* AUFGABENSTELLUNG:
1. Können Sie die Stelle im Interview mit Wolfgang Kubicki von "Bereits 1971 trat" bis "Bundespolitik zu wechseln?" wortgetreu niederschreiben?
2. Beantworten Sie anhand des Interviews mit Wolfgang Kubicki:
(a) In welchem Jahr trat Kubicki in die FDP ein?
(b) Wie alt ist Kubicki laut der ersten Frage?
(c) An wessen Seite wollte er die FDP wieder in den Bundestag führen?

* SEITENAUSZUG:
Bereits 1971 trat er in die FDP ein und mischt seit 25 Jahren als Fraktionsvorsitzender der FDP den Landtag in Schleswig-Holstein auf – Wolfgang Kubicki. Nicht immer wurde er von seiner Partei gefördert, bei Bundesvorstandswahlen ist der streitlustige Jurist mehrfach durchgefallen. Das änderte sich 2013 schlagartig. Grund: Die Top-Acts Brüderle und Rößler hatten die FDP an die Wand gefahren, die Liberalen flogen aus dem Bundestag. Eine neue Chance für den Mann von der Küste. NITRO hat Wolfgang Kubicki zehn Stichpunkte genannt und wollte wissen, was von der FDP zu erwarten ist.

? Sie sind 65 Jahre alt und neben Christian Lindner einer der bekanntesten Politiker der FDP. Was ist Ihr Antrieb, in diesem Jahr von der Landes- in die Bundespolitik zu wechseln?

!  Ich bin seit 25 Jahren Fraktionsvorsitzender der FDP im Landtag von Schleswig-Holstein und der dienstälteste Fraktionsvorsitzende aller Zeiten und aller Parlamente in Deutschland. Ich habe mich 2013, nachdem die FDP aus dem Deutschen Bundestag rausgewählt wurde, entschieden, Seite an Seite mit Christian Lindner die FDP wieder in den nächsten Bundestag zu führen. Dazu muss man kandidieren. Dieses Mal will ich nach Berlin wechseln und damit meine persönliche politische Karriere abschließen.

? Warum mischt ein Politik-Profi wie Sie nicht schon längst in der Bundespolitik mit? Sie spielen in der FDP doch schon lange ganz vorn mit.

* GESPEICHERTE ZEILEN:
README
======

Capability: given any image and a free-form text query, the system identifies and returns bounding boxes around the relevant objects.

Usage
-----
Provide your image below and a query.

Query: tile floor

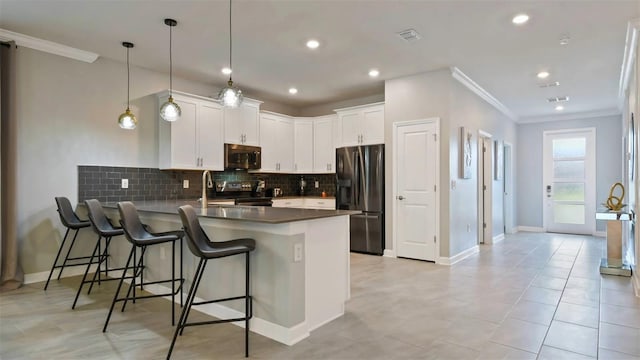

* ANTWORTLISTE:
1.
Bereits 1971 trat er in die FDP ein und mischt seit 25 Jahren als Fraktionsvorsitzender der FDP den Landtag in Schleswig-Holstein auf – Wolfgang Kubicki. Nicht immer wurde er von seiner Partei gefördert, bei Bundesvorstandswahlen ist der streitlustige Jurist mehrfach durchgefallen. Das änderte sich 2013 schlagartig. Grund: Die Top-Acts Brüderle und Rößler hatten die FDP an die Wand gefahren, die Liberalen flogen aus dem Bundestag. Eine neue Chance für den Mann von der Küste. NITRO hat Wolfgang Kubicki zehn Stichpunkte genannt und wollte wissen, was von der FDP zu erwarten ist.

? Sie sind 65 Jahre alt und neben Christian Lindner einer der bekanntesten Politiker der FDP. Was ist Ihr Antrieb, in diesem Jahr von der Landes- in die Bundespolitik zu wechseln?

2.
(a) 1971
(b) 65 Jahre
(c) An der Seite von Christian Lindner